• [Ausgangstext]
==================================================

Vielen herzlichen Dank, Herr Innenminister Huber. Wünscht die Fraktion DIE LINKE jetzt das Wort zur Begründung ihres Antrags? Ja, Frau Berninger, dann haben Sie jetzt das Wort.
Frau Präsidentin, meine Damen und Herren, es ist Ausdruck einer nachvollziehbaren Einstellung, so viel wie möglich tun zu wollen, um Unfälle, insbesondere solche, bei denen Kinder verletzt werden oder zu Tode kommen, gänzlich ausschließen zu können. Aber es ist sicherlich auch Ausdruck dessen, dass man die eigene Handlungsunfähigkeit nicht akzeptieren will, wenn nach einem solch tragischen Unfall als Erstes der Ruf aus der Politik ertönt, bestehende Regelungen verschärfen zu müssen. Nur manchmal ist es aber eben der Sache nicht dienlich, wenn Politik nur um der Schlagzeile willen oder zur Bedienung einer angenommenen Meinung oder auch nur - allzu verständlich - zur Beruhigung des eigenen Gewissens reagiert, ohne sich die Zeit zu nehmen, einmal zu hinterfragen, ob die geforderten Regelungen auch tatsächlich sachgerecht und sinnvoll sind.

==================================================

• [Aufgabenstellung]
Bitte setzen Sie den Plenarbeitrag über schärfere Regelungen nach Unfällen mit Kindern im Anschluss an seinen letzten Satz fort.

(In einem Datensatz aufgeführte Einträge)
==================================================

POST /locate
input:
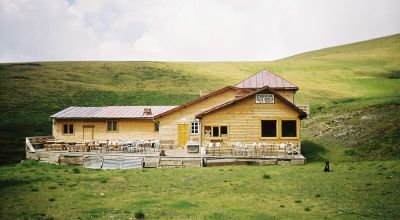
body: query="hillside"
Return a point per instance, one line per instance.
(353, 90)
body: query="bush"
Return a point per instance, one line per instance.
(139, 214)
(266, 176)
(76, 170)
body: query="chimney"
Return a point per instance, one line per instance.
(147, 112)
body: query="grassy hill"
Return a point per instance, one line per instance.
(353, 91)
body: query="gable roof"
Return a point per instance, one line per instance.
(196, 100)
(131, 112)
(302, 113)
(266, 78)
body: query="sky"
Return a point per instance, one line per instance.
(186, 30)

==================================================

• [Antwort zur Aufgabe]
Als im Mai dieses Jahres in Oldisleben ein dreijähriges Mädchen durch eine Hundeattacke tragisch zu Tode kam, reagierten zunächst fast reflexartig die Innenpolitiker von SPD und CDU und forderten unisono eine Verschärfung der landesrechtlichen Regelungen zu gefährlichen Hunden. Insbesondere wurde die Einführung einer sogenannten Kampfhunde- oder Rasseliste gefordert und damit der Eindruck erweckt, als hätte mit einer auf diese Weise verschärften Regelung der tragische Todesfall des kleinen Mädchens ausgeschlossen werden können. Wohltuend in den ersten Reaktionen aus der Landespolitik war die Äußerung des Thüringer Innenministers unmittelbar nach dem Vorfall. Um Sachlichkeit und Vernunft bemüht äußerten Sie, Herr Prof. Dr. Huber, gegenüber dem MDR, dass die geltenden Regeln - und gemeint haben Sie da die Thüringer Gefahrhundeverordnung - so schlecht nicht seien. Keine Woche später, offenbar getrieben durch die Innenpolitiker der Koalition und die Berichterstattung in den Medien, vollführten Sie, Herr Minister Huber, nicht nur eine 180-Grad-Wendung, sondern Sie machten sich offenbar zum Ziel, die in der Bundesrepublik schärfsten Regelungen zum Schutz vor gefährlichen Tieren im Freistaat Thüringen einführen zu wollen. Keinen Monat nach dem Todesfall in Oldisleben stellt der Herr Innenminister Huber der Öffentlichkeit seinen Gesetzentwurf vor, der die eben von Ihnen ja schon beschriebenen Eckpunkte enthielt, u.a. die vier als sogenannte Kampfhunde bezeichneten Hunderassen. Der Innenminister demonstrierte damit Handlungsentschlossenheit und kündigte im Rahmen einer Landesmedienkonferenz an, unmittelbar nach der
Sommerpause den Gesetzentwurf der Landesregierung in den Landtag einbringen zu wollen. Aber seitdem dieser im Juni veröffentlichte Gesetzentwurf durch Tierärzte und Tierärztinnen, Tierschutzverbände, Hundeexperten förmlich in der Luft bzw. in den Stellungnahmen und im Internetblog des Thüringer Innenministeriums zerrissen worden war, war es lange Zeit still im Haus des Thüringer Innenministers.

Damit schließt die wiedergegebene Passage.